# Request
Can you rewrite all of the entries below, replacing "Exercise" with "Task" and leaving everything else unchanged? Omit the pictures from your version.

# Given entries
____

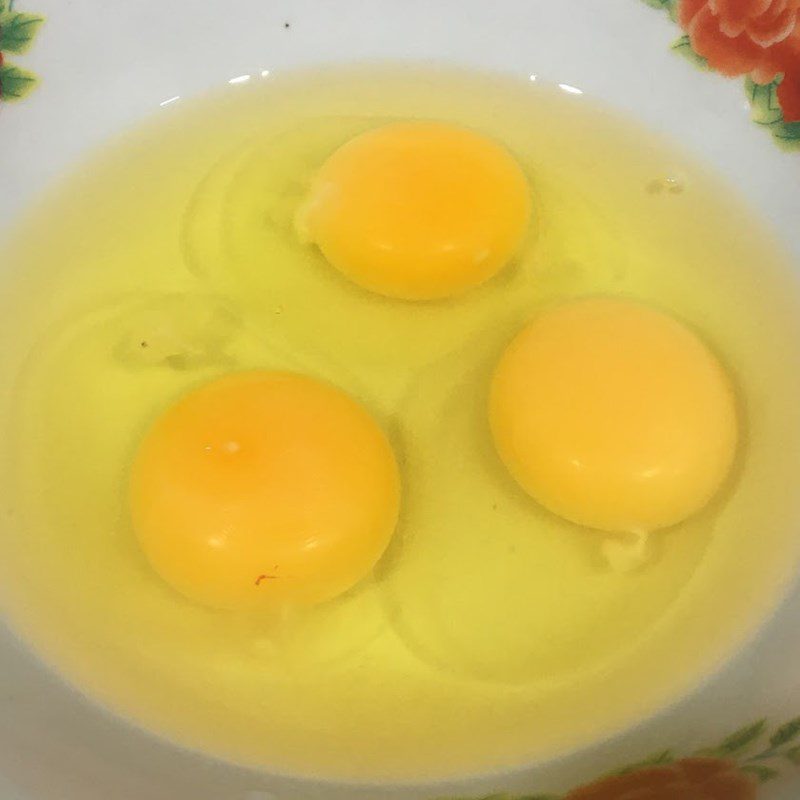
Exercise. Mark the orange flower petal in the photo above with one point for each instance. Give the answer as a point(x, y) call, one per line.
point(730, 56)
point(732, 786)
point(701, 769)
point(621, 786)
point(767, 32)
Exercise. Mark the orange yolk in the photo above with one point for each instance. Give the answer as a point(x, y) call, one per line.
point(418, 210)
point(614, 415)
point(264, 488)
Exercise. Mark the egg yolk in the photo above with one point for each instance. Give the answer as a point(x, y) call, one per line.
point(418, 210)
point(614, 415)
point(264, 488)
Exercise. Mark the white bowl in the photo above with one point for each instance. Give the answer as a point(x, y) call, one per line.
point(104, 66)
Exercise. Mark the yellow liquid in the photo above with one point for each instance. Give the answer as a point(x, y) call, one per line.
point(492, 633)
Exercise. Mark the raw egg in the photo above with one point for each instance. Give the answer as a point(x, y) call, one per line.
point(418, 210)
point(263, 488)
point(614, 415)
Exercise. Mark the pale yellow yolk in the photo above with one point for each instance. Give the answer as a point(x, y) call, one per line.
point(614, 415)
point(264, 488)
point(418, 210)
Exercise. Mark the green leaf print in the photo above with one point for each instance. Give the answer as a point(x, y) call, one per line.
point(17, 31)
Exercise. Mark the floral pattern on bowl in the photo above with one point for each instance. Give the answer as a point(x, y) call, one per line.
point(732, 770)
point(17, 32)
point(757, 39)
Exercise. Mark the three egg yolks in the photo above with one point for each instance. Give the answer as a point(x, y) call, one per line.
point(614, 415)
point(418, 210)
point(264, 488)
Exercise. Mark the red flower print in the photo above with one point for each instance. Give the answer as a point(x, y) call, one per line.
point(737, 37)
point(689, 779)
point(789, 94)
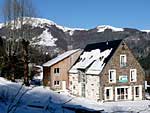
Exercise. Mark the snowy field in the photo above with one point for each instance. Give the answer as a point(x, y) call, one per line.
point(15, 98)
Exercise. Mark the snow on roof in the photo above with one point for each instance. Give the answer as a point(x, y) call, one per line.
point(95, 56)
point(93, 59)
point(59, 58)
point(102, 28)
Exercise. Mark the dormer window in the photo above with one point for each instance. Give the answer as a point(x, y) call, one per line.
point(133, 75)
point(123, 60)
point(56, 70)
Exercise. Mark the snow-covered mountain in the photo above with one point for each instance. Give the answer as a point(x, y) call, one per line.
point(55, 38)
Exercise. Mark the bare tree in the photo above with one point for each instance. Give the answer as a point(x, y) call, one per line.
point(17, 14)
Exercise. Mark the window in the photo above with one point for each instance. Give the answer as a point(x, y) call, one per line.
point(137, 92)
point(108, 93)
point(122, 93)
point(123, 60)
point(133, 75)
point(56, 70)
point(83, 89)
point(112, 76)
point(56, 83)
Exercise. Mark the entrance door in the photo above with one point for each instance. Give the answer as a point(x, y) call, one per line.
point(122, 93)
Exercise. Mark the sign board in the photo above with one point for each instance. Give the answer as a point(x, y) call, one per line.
point(123, 78)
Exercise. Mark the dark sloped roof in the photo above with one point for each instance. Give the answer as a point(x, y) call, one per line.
point(95, 56)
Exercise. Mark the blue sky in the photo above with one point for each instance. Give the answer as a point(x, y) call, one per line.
point(91, 13)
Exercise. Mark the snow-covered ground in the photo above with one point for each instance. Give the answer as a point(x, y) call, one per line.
point(17, 99)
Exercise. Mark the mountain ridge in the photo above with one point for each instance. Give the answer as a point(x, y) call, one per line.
point(47, 36)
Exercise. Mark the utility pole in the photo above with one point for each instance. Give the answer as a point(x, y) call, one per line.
point(25, 44)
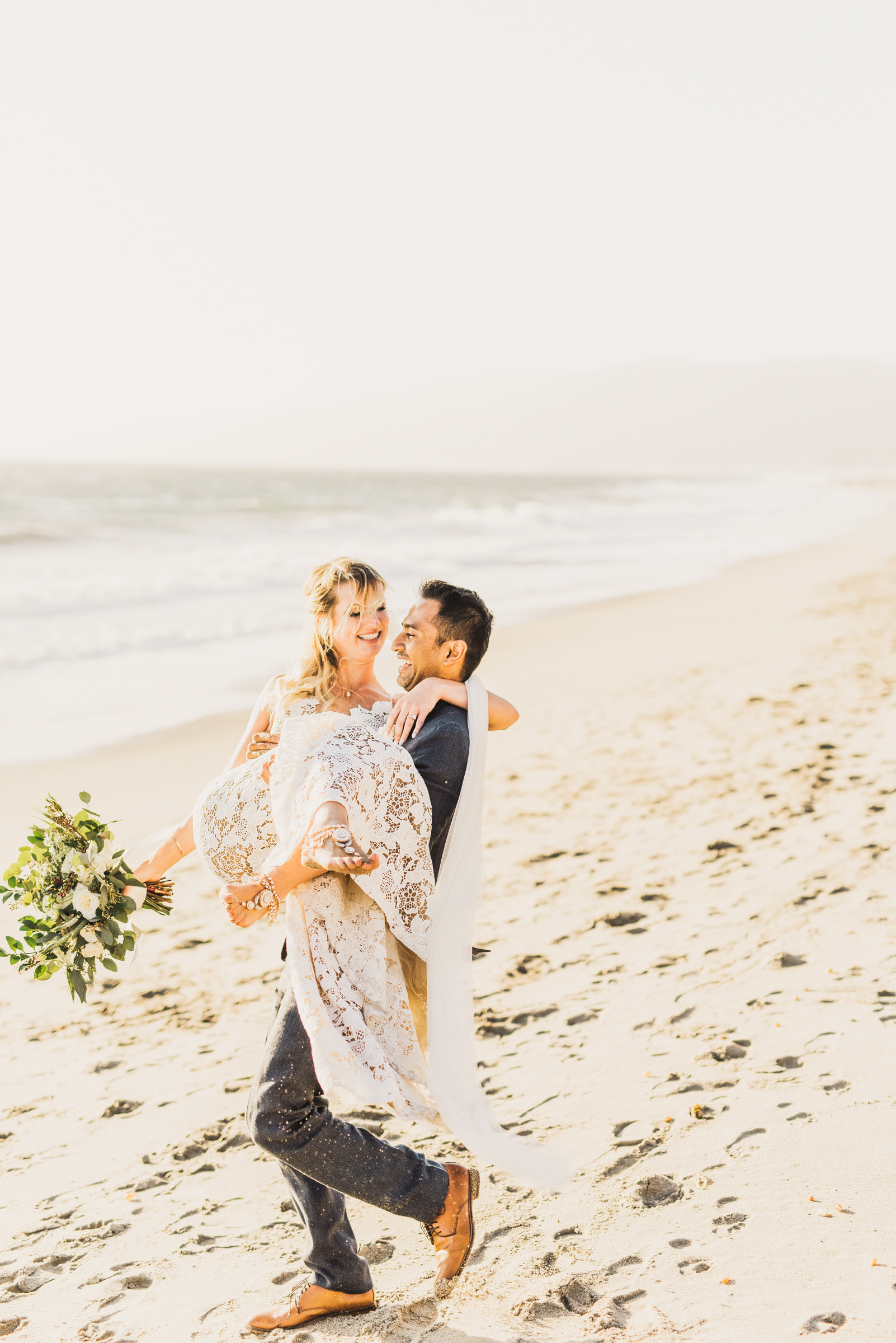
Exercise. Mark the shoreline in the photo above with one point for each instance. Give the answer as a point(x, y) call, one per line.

____

# Response to this task
Task. Mark the orange flower petal in the photo above with one point for each instance. Give the answer as a point(x, y) call, one per line.
point(730, 56)
point(732, 786)
point(701, 769)
point(621, 786)
point(767, 32)
Task. Mark the orange yolk in the photo above with one point for each instance. Give the answer as a point(x, y) call, one per line.
point(418, 210)
point(614, 415)
point(264, 488)
Task. Mark the egg yolk in the photo above with one point for each instance. Give the answer as a point(x, y) call, one per line.
point(418, 210)
point(614, 415)
point(264, 488)
Task. Mark the white bowl in the photo above with one point for each instance. Give the answer as a point(x, y) call, one per line.
point(104, 66)
Task. Mark the yellow liquid in the photo above with one point for each instance. Give the answer as a point(x, y) call, one per line.
point(492, 633)
Task. Mark the raw egg in the photo above with one point for each instance. Give the answer as a point(x, y) call, one per line.
point(418, 210)
point(263, 488)
point(614, 415)
Task. Mark the pale yellow yolk in the photo above with one point for each instance. Give the answer as a point(x, y) call, one per line.
point(614, 415)
point(264, 488)
point(418, 210)
Task. Mark the green leaf print in the photo above with one point for each instance. Give the answer as a point(x, y) call, one per line.
point(17, 31)
Task. Mark the floral pattern on bowl in the photo above with one point for each instance. Give the answer as a point(x, y) call, one per line.
point(732, 770)
point(17, 32)
point(757, 39)
Task. Mark the three egg yolks in the photo above with one point for each instance. Give the answer as a point(x, y) call, one per line.
point(614, 415)
point(418, 210)
point(264, 488)
Task. Mark the red flower print in the photo above with one point for each instance. Give the answer as a point(x, y) call, one per line.
point(737, 37)
point(689, 779)
point(789, 94)
Task. Mark the snowy field in the photo above with one point for each instance. Give the answer as a point(x, y) call, one per line.
point(15, 98)
Task. Mark the snow on roof in the photo above with one point for each instance. Give the answer as a point(x, y) call, one per line.
point(95, 56)
point(93, 59)
point(59, 58)
point(102, 28)
Task. Mark the dormer window in the photo above with one point for each instance. Give the answer as a point(x, y) call, one per line.
point(133, 75)
point(123, 60)
point(56, 70)
Task. Mark the snow-covered mountain in the photo above with one point for each instance. Give the answer as a point(x, y) call, one per line.
point(55, 38)
Task. Mark the bare tree in the photo above with one point for each instance. Give the answer as a point(x, y) call, one per line.
point(17, 14)
Task. Mark the window in the photo above with one point for each instance. Give the answer as a point(x, y) call, one per line.
point(137, 92)
point(108, 93)
point(122, 93)
point(123, 60)
point(133, 75)
point(56, 70)
point(83, 89)
point(112, 76)
point(56, 83)
Task. Mark the entrance door in the photo above with one point for each instance. Give the answer as a point(x, y) call, one per line.
point(122, 93)
Task. Mark the sign board in the photo above with one point for each instance. Give the answer as a point(x, y) call, one per line.
point(123, 78)
Task. Mark the dark sloped roof in the photo above with one point for each instance. Give the answer as a point(x, y) call, one per line.
point(95, 56)
Task. Mark the blue sky in the photo above with one point for each instance. Give the answer as a point(x, y) call, one per line.
point(91, 13)
Task. Mark the snow-covered ground in the photo above with one point for each instance. Give the answer as a point(x, y) call, one per line.
point(17, 99)
Task. Mark the mountain ridge in the photo above with one point for each instance. Give the answer as a point(x, y) call, one per line.
point(47, 36)
Task. Mark the utility pole in the photo above with one point for each instance. Give the answer as a point(x, y) call, one per line.
point(25, 44)
Task. Mark the shoreline in the photo above with one point for each instance. Give the answer as a point(x, y) call, one per line.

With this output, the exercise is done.